WORK TASK -> Copy the passage of the GLMM forum post between "When I checked" and "parameter is redundant.", inclusive, changing "redundant" to "superfluous" throughout.

TEXT BLOCK ->
---------------
GLMM what can I do when parameter of residual effect is redundant? Any advice?

#1
Hello,

I am trying to perform a GLMM with my simple dataset. I have 2 blocks divided each in 2 plots and in each plot I have my samples units that are trees in this case (5 trees, and for each one I have a specific measurement)). I would like to run a GLMM to see if I got some differences between plots and between blocks and I would like to set the tree as random factor such as : Block(plot(tree)). I got a warning message:
glmm: The final Hessian matrix is not positive definite although all convergence criteria are satisfied. The procedure continues despite this warning. Subsequent results produced are based on the last iteration. Validity of the model fit is uncertain.

When I checked the result, I saw that residual effect do not have result and the parameter is redundant:

Residual Effect
Residual Effect Estimate Std. Error Z Sig. 95% Confidence Interval
Lower Upper
Variance ,236a . . . . .
Covariance Structure: Scaled Identity
Subject Specification: (None)
a This parameter is redundant.


If I take out tree as random, everything looks fine. I don't understand why this happened. Could you help me with this issue?

What I did:
GENLINMIXED
/DATA_STRUCTURE SUBJECTS=block*plot*tree
/FIELDS TARGET=measurement TRIALS=NONE OFFSET=NONE
/TARGET_OPTIONS DISTRIBUTION=NORMAL LINK=IDENTITY
/FIXED EFFECTS=plot block block*plot USE_INTERCEPT=TRUE
/RANDOM USE_INTERCEPT=TRUE SUBJECTS=block COVARIANCE_TYPE=VARIANCE_COMPONENTS SOLUTION=FALSE
/RANDOM USE_INTERCEPT=TRUE SUBJECTS=block*plot COVARIANCE_TYPE=VARIANCE_COMPONENTS SOLUTION=FALSE
/RANDOM EFFECTS=block(plot(tree)) USE_INTERCEPT=TRUE COVARIANCE_TYPE=VARIANCE_COMPONENTS SOLUTION=FALSE
/BUILD_OPTIONS TARGET_CATEGORY_ORDER=ASCENDING INPUTS_CATEGORY_ORDER=ASCENDING MAX_ITERATIONS=100 CONFIDENCE_LEVEL=95 DF_METHOD=RESIDUAL COVB=MODEL PCONVERGE=0.000001(ABSOLUTE) SCORING=500 SINGULAR=0.000000000001
/EMMEANS_OPTIONS SCALE=ORIGINAL PADJUST=LSD.

Thank you very much for any help!

Xa
---------------
SOURCE DATA ->
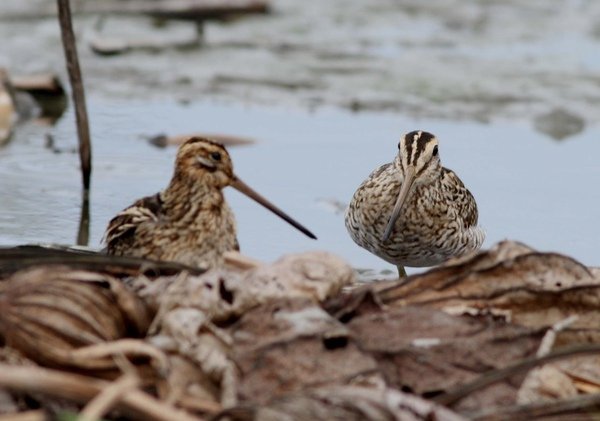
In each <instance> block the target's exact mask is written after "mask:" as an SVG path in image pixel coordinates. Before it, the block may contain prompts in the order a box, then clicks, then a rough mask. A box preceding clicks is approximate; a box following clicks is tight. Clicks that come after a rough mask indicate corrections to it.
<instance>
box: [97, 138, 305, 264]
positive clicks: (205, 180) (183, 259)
mask: <svg viewBox="0 0 600 421" xmlns="http://www.w3.org/2000/svg"><path fill="white" fill-rule="evenodd" d="M227 186H231V187H233V188H235V189H237V190H238V191H240V192H242V193H244V194H245V195H247V196H248V197H250V198H252V199H254V200H255V201H257V202H258V203H260V204H261V205H263V206H264V207H266V208H267V209H269V210H270V211H271V212H273V213H275V214H276V215H277V216H279V217H281V218H283V219H284V220H285V221H287V222H288V223H290V224H291V225H293V226H294V227H296V228H297V229H299V230H300V231H302V232H303V233H304V234H306V235H307V236H309V237H310V238H316V237H315V236H314V234H312V233H311V232H310V231H309V230H308V229H306V228H305V227H303V226H302V225H300V224H299V223H298V222H296V221H295V220H294V219H292V218H291V217H290V216H288V215H287V214H286V213H284V212H283V211H282V210H280V209H279V208H277V207H276V206H275V205H273V204H271V203H270V202H269V201H268V200H266V199H265V198H264V197H262V196H261V195H259V194H258V193H256V192H255V191H254V190H252V189H251V188H250V187H249V186H248V185H246V184H245V183H244V182H242V181H241V180H240V179H239V178H238V177H237V176H236V175H235V174H234V172H233V165H232V162H231V158H230V156H229V154H228V153H227V150H225V148H224V147H223V146H222V145H221V144H219V143H217V142H214V141H212V140H209V139H204V138H197V137H194V138H191V139H189V140H188V141H186V142H185V143H184V144H183V145H181V147H180V148H179V151H178V152H177V158H176V160H175V172H174V174H173V177H172V179H171V182H170V184H169V186H168V187H167V188H166V189H165V190H163V191H162V192H160V193H157V194H155V195H153V196H148V197H145V198H143V199H140V200H138V201H136V202H135V203H134V204H133V205H131V206H129V207H128V208H126V209H124V210H123V211H121V212H119V213H118V214H117V215H116V216H115V217H114V218H113V219H112V220H111V221H110V223H109V224H108V228H107V229H106V234H105V236H104V238H105V242H106V245H107V252H108V253H109V254H115V255H122V256H123V255H124V256H134V257H144V258H148V259H154V260H165V261H174V262H179V263H183V264H186V265H190V266H196V267H202V268H210V267H216V266H219V265H221V264H222V262H223V253H224V252H226V251H231V250H239V244H238V240H237V236H236V225H235V219H234V216H233V212H232V211H231V209H230V208H229V206H228V205H227V202H225V198H224V196H223V188H225V187H227Z"/></svg>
---------------
RESULT OF THIS TASK ->
When I checked the result, I saw that residual effect do not have result and the parameter is superfluous:

Residual Effect
Residual Effect Estimate Std. Error Z Sig. 95% Confidence Interval
Lower Upper
Variance ,236a . . . . .
Covariance Structure: Scaled Identity
Subject Specification: (None)
a This parameter is superfluous.